List every line in the rows below that contains the word "bedspread", where uppercase and lowercase count as different.

──────

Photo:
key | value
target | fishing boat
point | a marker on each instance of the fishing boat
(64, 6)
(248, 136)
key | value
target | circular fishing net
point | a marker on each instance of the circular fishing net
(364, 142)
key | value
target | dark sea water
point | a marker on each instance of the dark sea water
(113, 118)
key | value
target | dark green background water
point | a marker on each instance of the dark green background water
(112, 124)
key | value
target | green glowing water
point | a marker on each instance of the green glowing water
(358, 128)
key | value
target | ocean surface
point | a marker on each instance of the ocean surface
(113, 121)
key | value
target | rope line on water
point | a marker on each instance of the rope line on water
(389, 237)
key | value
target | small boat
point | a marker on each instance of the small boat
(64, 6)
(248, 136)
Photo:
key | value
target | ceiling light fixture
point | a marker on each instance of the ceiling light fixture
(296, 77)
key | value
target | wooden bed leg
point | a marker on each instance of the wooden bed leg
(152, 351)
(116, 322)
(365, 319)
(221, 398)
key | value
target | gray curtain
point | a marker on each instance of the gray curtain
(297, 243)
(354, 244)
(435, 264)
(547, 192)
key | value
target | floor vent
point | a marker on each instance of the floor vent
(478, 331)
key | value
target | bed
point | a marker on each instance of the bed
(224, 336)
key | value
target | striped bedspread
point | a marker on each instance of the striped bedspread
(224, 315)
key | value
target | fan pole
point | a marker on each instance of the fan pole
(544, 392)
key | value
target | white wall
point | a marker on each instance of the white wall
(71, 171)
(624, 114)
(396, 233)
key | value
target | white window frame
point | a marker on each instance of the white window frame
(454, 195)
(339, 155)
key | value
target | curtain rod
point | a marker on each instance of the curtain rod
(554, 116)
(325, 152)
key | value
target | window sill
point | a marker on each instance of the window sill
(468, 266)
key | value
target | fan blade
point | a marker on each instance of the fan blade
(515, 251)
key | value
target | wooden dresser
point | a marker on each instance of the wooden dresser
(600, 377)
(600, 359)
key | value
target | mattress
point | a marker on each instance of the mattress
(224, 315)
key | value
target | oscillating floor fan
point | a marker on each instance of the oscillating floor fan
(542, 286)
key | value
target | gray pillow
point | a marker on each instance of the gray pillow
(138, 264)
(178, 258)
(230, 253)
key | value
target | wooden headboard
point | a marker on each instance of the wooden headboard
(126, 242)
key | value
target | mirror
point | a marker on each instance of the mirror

──────

## SOLUTION TO THIS TASK
target | striped bedspread
point | a marker on each instance of the striped bedspread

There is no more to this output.